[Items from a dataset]

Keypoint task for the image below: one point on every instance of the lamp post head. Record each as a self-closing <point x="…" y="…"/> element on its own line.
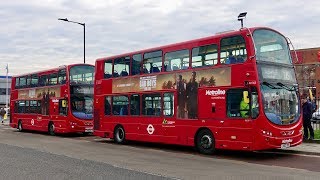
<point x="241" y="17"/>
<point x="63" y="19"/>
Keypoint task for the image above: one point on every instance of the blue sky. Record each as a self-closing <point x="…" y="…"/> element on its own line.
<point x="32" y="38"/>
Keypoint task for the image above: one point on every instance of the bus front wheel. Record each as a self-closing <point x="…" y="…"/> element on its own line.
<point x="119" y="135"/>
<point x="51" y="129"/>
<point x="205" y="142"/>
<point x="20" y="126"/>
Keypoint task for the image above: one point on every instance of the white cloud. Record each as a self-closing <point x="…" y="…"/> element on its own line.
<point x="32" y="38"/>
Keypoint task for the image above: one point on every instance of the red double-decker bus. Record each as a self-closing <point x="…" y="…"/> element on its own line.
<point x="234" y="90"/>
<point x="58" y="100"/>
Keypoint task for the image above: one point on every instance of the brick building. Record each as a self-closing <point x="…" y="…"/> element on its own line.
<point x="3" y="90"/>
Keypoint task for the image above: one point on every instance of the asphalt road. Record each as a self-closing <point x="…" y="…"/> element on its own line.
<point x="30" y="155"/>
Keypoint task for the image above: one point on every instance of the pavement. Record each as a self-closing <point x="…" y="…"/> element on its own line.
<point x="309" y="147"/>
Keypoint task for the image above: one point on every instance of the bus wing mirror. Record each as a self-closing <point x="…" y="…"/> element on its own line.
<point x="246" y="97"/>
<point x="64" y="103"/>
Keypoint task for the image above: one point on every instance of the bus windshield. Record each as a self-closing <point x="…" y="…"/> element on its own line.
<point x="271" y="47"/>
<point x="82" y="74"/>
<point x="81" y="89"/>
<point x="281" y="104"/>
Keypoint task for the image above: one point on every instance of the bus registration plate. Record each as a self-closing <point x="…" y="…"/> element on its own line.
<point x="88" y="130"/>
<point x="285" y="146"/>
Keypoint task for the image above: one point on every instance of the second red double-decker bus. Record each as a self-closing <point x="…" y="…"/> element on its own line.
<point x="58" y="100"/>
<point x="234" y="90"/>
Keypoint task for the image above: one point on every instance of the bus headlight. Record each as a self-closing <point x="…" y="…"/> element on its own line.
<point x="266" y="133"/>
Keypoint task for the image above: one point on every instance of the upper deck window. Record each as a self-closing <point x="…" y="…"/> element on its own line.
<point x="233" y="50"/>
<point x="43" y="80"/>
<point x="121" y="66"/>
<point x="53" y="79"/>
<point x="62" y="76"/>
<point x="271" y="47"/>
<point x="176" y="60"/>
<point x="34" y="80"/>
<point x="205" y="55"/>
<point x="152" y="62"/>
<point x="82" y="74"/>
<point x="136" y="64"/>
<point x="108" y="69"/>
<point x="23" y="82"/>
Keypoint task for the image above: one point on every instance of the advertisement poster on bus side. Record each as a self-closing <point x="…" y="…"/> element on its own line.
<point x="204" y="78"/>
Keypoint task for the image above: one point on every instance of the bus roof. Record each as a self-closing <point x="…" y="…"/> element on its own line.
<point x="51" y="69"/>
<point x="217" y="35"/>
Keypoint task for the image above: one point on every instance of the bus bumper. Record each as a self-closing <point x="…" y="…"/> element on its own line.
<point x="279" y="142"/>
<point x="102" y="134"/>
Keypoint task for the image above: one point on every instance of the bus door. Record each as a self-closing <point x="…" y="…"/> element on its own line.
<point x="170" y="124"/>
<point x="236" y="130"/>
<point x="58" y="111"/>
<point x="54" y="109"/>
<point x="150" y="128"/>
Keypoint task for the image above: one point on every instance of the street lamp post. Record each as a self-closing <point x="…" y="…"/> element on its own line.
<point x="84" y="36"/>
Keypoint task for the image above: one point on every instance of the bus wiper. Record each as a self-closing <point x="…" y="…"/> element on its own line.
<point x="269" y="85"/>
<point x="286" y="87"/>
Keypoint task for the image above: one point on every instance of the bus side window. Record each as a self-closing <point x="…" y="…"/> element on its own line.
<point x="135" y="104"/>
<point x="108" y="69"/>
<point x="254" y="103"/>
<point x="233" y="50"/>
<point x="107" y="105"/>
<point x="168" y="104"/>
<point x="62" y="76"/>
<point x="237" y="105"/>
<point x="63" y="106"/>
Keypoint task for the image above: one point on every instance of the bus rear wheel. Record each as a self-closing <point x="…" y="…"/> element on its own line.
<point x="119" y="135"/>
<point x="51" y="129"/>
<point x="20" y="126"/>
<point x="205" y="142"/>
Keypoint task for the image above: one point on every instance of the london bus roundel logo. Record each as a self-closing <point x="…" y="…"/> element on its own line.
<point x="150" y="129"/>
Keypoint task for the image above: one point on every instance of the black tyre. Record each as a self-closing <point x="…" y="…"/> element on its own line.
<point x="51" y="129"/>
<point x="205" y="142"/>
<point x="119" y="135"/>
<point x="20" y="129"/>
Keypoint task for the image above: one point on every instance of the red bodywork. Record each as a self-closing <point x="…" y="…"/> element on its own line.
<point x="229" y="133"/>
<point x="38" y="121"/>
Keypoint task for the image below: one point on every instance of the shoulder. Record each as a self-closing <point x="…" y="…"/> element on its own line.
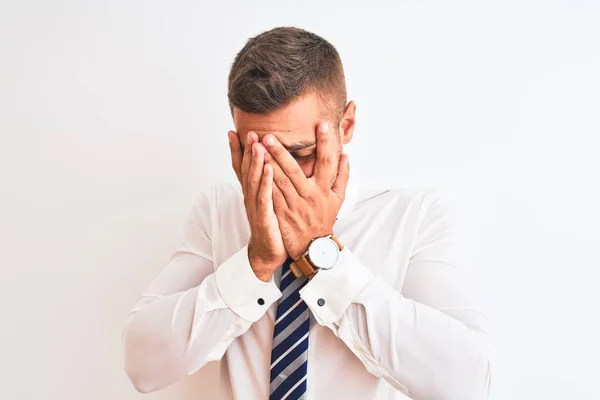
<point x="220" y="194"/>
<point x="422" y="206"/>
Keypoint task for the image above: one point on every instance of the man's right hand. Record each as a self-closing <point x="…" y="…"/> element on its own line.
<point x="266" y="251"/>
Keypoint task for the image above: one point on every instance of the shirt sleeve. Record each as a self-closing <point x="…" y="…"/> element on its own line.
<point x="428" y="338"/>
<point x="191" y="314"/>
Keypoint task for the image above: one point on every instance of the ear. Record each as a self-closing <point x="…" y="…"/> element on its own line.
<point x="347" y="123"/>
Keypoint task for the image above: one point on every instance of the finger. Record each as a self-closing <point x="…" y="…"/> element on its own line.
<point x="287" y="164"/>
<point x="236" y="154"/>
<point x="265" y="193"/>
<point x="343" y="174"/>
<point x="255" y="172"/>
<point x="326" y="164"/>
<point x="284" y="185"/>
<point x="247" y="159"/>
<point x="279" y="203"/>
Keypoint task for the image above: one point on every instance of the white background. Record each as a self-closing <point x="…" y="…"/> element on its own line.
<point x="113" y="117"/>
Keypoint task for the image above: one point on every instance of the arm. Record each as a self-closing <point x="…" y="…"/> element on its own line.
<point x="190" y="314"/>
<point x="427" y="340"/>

_TASK DETAILS_
Write out the records above exactly as they stand, leaving out every picture.

_OUTPUT OF THE TASK_
Keypoint task for the image below: one point on every instance of the lamp post head. Record each as a self-closing <point x="…" y="…"/> element on its own line.
<point x="241" y="17"/>
<point x="63" y="19"/>
Keypoint task for the image above: one point on every instance of the blue sky. Record each as a self-closing <point x="…" y="…"/> element on its own line.
<point x="32" y="38"/>
Keypoint task for the image above: one point on every instance of the bus front wheel. Record each as a self-closing <point x="…" y="…"/> element on its own line.
<point x="119" y="135"/>
<point x="51" y="129"/>
<point x="205" y="142"/>
<point x="20" y="126"/>
Keypoint task for the image above: one point on every instance of the white cloud. Record each as a self-closing <point x="…" y="…"/> element on its own line.
<point x="32" y="38"/>
Keypoint task for the image above: one point on every instance of the red double-decker bus. Record each as a self-closing <point x="…" y="…"/> element on its own line.
<point x="234" y="90"/>
<point x="58" y="100"/>
Keypoint task for the image above: one point on every instance of the brick building. Record each as a self-closing <point x="…" y="…"/> element on its own line.
<point x="3" y="90"/>
Keypoint task for the image above: one point on every instance of the asphalt road. Record each as a self-closing <point x="…" y="…"/> element on its own line.
<point x="30" y="155"/>
Keypoint task for the image above: one point on every instance of the pavement. Record each as a self-closing <point x="…" y="…"/> element on its own line.
<point x="309" y="147"/>
Keypoint task for the image above: one point on every instance of the bus wing mirror. Record each as a self-closing <point x="…" y="…"/> element on its own line.
<point x="246" y="97"/>
<point x="64" y="103"/>
Keypoint task for the image above: one point on every instance of the bus windshield. Record each as a self-closing <point x="…" y="…"/> element on its own line.
<point x="271" y="47"/>
<point x="82" y="74"/>
<point x="81" y="89"/>
<point x="281" y="104"/>
Keypoint task for the image above: one point on every instance of the bus registration plate. Record each as a self-closing <point x="…" y="…"/> element on its own line.
<point x="88" y="130"/>
<point x="285" y="146"/>
Keypoint task for the image above: one point on every instance of the second red double-decker bus. Record each as a self-closing <point x="…" y="…"/> element on its own line.
<point x="58" y="100"/>
<point x="234" y="90"/>
Keypoint task for the image above: one point on every instance of the bus headlight. Record each as a self-closing <point x="…" y="…"/> element on its own line.
<point x="266" y="133"/>
Keypoint task for the image above: one point on every instance of the upper deck window. Record each as a self-closing <point x="…" y="…"/> element on its own line.
<point x="233" y="50"/>
<point x="43" y="80"/>
<point x="121" y="66"/>
<point x="53" y="79"/>
<point x="62" y="76"/>
<point x="271" y="47"/>
<point x="176" y="60"/>
<point x="34" y="80"/>
<point x="205" y="55"/>
<point x="152" y="62"/>
<point x="82" y="74"/>
<point x="136" y="64"/>
<point x="108" y="69"/>
<point x="23" y="82"/>
Keypoint task for the image above: one point on every instance of the advertisement poster on bus side. Record each as a self-closing <point x="…" y="…"/> element on its own line.
<point x="204" y="78"/>
Keypoint task for the image above: one point on every instance of the bus roof. Record each as a self-closing <point x="…" y="…"/> element on its own line.
<point x="51" y="69"/>
<point x="217" y="35"/>
Keypoint task for the image above: one point on every instance of the bus bumper. Record each as a self-closing <point x="…" y="…"/> element on its own line.
<point x="279" y="142"/>
<point x="102" y="134"/>
Keypoint task for the image above: one point on every instance of the bus door. Record each as a self-closing <point x="…" y="…"/> element on its own line.
<point x="170" y="124"/>
<point x="236" y="130"/>
<point x="58" y="111"/>
<point x="54" y="109"/>
<point x="150" y="128"/>
Keypoint task for the image above: one point on every instance of the street lamp post. Record each as a self-closing <point x="…" y="…"/> element on its own line.
<point x="84" y="36"/>
Keypoint task for the image above: one point on every instance of the bus wiper. Record each as a self-closing <point x="…" y="…"/> element on its own line.
<point x="269" y="85"/>
<point x="286" y="87"/>
Keypoint task for the image above: one point on every instance of the bus side window. Record each as a self-closing <point x="…" y="…"/> element on its own line.
<point x="135" y="104"/>
<point x="108" y="69"/>
<point x="254" y="103"/>
<point x="233" y="50"/>
<point x="107" y="105"/>
<point x="168" y="104"/>
<point x="62" y="76"/>
<point x="237" y="105"/>
<point x="63" y="106"/>
Keypoint task for the image above: one point on every instance of the bus rear wheel. Record each as a self-closing <point x="…" y="…"/> element on its own line.
<point x="119" y="135"/>
<point x="51" y="129"/>
<point x="20" y="126"/>
<point x="205" y="142"/>
Keypoint task for the image above: one point on every instance of the london bus roundel logo. Record each as a self-closing <point x="…" y="…"/> element on its own line.
<point x="150" y="129"/>
Keypoint task for the image above: one point on every instance of the black tyre. Record each as a self-closing <point x="…" y="…"/> element on its own line.
<point x="51" y="129"/>
<point x="205" y="142"/>
<point x="119" y="135"/>
<point x="20" y="129"/>
Keypoint task for the image above: one point on every instance of the red bodywork. Record each as a self-closing <point x="…" y="…"/> element on its own line.
<point x="229" y="133"/>
<point x="38" y="121"/>
Keypoint task for the image below: one point on every instance of the shoulder. Record each as a self-closing <point x="…" y="…"/> element on its own line.
<point x="220" y="194"/>
<point x="422" y="206"/>
Keypoint task for the image above: one point on every instance of the man's right hand. Record each as a self-closing <point x="…" y="…"/> element on its own line.
<point x="266" y="251"/>
Keypoint task for the image above: one point on every instance of the shirt sleeve. Record each as a self-closing <point x="…" y="…"/> element on its own line.
<point x="428" y="338"/>
<point x="191" y="314"/>
Keypoint task for the image above: one point on every instance of the ear. Record each as a self-closing <point x="…" y="…"/> element on its own line.
<point x="347" y="123"/>
Keypoint task for the image above: one point on every instance of the finger. Record each as a self-closing <point x="…" y="…"/> element on its own line.
<point x="287" y="164"/>
<point x="236" y="154"/>
<point x="265" y="193"/>
<point x="343" y="174"/>
<point x="255" y="172"/>
<point x="326" y="164"/>
<point x="284" y="185"/>
<point x="247" y="159"/>
<point x="279" y="203"/>
Keypoint task for the image above: one point on every instance of the white background. Record each as a self-closing <point x="…" y="…"/> element on its own line.
<point x="113" y="117"/>
Keypoint task for the image above: one point on every instance of the arm. Record each as a self-closing <point x="…" y="…"/> element on its own line.
<point x="190" y="314"/>
<point x="427" y="340"/>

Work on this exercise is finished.